* [PROBLEM]: Each entry in the block below needs to be copied out exactly.
=== Section Start ===
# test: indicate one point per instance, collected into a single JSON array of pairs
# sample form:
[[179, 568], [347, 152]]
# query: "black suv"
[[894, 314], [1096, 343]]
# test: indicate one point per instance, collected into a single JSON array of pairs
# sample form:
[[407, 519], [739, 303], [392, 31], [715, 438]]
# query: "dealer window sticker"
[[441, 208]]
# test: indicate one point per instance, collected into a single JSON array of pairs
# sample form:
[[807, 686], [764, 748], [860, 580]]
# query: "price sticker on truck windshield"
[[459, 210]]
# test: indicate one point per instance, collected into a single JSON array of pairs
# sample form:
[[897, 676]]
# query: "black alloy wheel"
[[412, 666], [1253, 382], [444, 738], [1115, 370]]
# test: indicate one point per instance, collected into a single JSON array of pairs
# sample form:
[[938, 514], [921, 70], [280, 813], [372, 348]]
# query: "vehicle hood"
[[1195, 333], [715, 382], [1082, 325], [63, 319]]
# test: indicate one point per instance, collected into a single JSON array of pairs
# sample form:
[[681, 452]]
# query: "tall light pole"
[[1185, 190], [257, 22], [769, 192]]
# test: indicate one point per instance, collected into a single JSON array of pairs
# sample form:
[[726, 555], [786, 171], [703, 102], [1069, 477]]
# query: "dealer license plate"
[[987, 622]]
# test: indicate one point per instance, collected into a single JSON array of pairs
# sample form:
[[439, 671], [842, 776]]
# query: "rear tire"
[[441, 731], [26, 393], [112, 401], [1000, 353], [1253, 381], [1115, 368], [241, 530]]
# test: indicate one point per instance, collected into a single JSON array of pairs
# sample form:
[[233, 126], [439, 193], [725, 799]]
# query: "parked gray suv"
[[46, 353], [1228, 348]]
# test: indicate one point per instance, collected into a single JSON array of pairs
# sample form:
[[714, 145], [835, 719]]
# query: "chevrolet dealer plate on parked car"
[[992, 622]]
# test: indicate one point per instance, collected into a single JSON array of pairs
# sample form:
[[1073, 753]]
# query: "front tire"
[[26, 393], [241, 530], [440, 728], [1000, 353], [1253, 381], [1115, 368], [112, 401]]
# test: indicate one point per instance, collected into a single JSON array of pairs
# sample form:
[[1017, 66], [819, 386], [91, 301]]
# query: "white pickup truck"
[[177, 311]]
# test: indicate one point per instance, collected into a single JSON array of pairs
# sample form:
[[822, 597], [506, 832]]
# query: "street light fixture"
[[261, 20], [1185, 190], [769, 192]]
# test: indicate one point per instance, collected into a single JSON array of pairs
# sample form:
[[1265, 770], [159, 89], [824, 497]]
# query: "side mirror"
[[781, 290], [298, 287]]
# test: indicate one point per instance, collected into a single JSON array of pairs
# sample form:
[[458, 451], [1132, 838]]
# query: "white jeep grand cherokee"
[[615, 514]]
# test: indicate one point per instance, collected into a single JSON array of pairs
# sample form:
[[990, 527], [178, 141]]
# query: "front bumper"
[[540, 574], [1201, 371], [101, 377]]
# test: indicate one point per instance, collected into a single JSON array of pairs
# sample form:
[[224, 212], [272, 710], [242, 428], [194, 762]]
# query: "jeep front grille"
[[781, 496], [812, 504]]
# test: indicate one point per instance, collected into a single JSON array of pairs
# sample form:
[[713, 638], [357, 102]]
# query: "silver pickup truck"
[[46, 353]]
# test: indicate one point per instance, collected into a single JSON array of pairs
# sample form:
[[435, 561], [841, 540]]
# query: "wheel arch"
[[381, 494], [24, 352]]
=== Section End ===
* [RESPONSE BELOW]:
# test: indicate one point per instance, collected into a single JSON array of pairs
# sample form:
[[179, 568], [347, 152]]
# query: "black suv"
[[894, 314], [1096, 343]]
# test: indicate one point per instance, collected into a single JSON array of pairs
# sample form:
[[407, 519], [739, 303], [392, 31], [715, 438]]
# query: "dealer window sticker"
[[441, 208]]
# test: indicate one point per instance, collected into a single JSON array of pairs
# sample form:
[[807, 686], [764, 748], [860, 580]]
# query: "price sticker on truck windshield"
[[459, 210]]
# test: indicate one point per instance, collected into a single JSON array of pairs
# sample form:
[[897, 676]]
# query: "black alloy wheel"
[[412, 666], [1253, 382], [444, 738], [1115, 370]]
# test: indicate one point per instance, collected into a single JSON array of pairs
# sample form:
[[938, 514], [921, 70], [280, 813], [372, 348]]
# query: "vehicle hood"
[[1195, 333], [715, 382], [1082, 325], [63, 319]]
# test: indicate one point per instance, collected into a single JSON array of pairs
# sample form:
[[681, 452]]
# query: "tall light pole"
[[1185, 190], [257, 22], [769, 192]]
# test: indicate one point per instance, collected into a single JSON array of pairs
# sample form:
[[726, 555], [786, 171], [703, 102], [1069, 477]]
# query: "dealer license plate"
[[987, 622]]
# test: indicate one point per instance, collected into a single JSON array of pairs
# sample form:
[[439, 671], [842, 776]]
# query: "rear tire"
[[441, 731], [26, 393], [112, 401], [1000, 353], [1253, 381], [1115, 368], [241, 530]]
# test: indicate one point per instance, collected into a single JSON array of pairs
# sample form:
[[233, 126], [439, 193], [725, 799]]
# query: "parked gray suv"
[[46, 353], [1228, 348]]
# test: indicate one point per instance, collected into a single JSON array of pairs
# sample form:
[[714, 145], [835, 719]]
# query: "chevrolet dealer plate on parked car"
[[992, 622]]
# test: indicate one point per instance, collected into a single JSON array of pairs
# sample form:
[[1073, 753]]
# query: "front tire"
[[26, 393], [241, 530], [440, 728], [1000, 353], [1253, 381], [1115, 368], [112, 401]]
# test: indicate one point per instance, collected into a single JSON array of pairs
# sample form:
[[1017, 66], [819, 386], [91, 301]]
# query: "white pickup truck"
[[177, 311]]
# test: indicate one point per instance, collected into a single JSON array of pairs
# sample form:
[[822, 597], [506, 832]]
# query: "street light fixture"
[[261, 20], [1185, 190], [769, 192]]
# test: indicate one point per instance, collected into a single JSON array of pairs
# sample form:
[[1265, 770], [159, 89], [824, 497]]
# query: "side mirror"
[[781, 290], [298, 287]]
# test: indicate one point per instance, collected into a single JSON array of pairs
# sample form:
[[458, 451], [1132, 838]]
# query: "white jeep grand cherokee"
[[615, 514]]
# test: indicate one point per instance, collected into a single JSON array of pairs
# sample form:
[[990, 527], [178, 141]]
# query: "front bumper"
[[540, 574], [1201, 371], [101, 377]]
# test: indicate one point per instance, collected into a single JSON array of pairs
# sample form:
[[224, 212], [272, 710], [242, 428], [194, 762]]
# query: "jeep front grille"
[[781, 496], [812, 504]]
# test: indicate one point per instance, collected into a single JSON array of pairs
# sample form:
[[713, 638], [357, 102]]
# query: "silver pickup truck"
[[46, 353]]
# test: indicate one point per instance, collected into a single JSON array of pairs
# sample form:
[[435, 561], [841, 540]]
# query: "wheel arch"
[[381, 494], [24, 352]]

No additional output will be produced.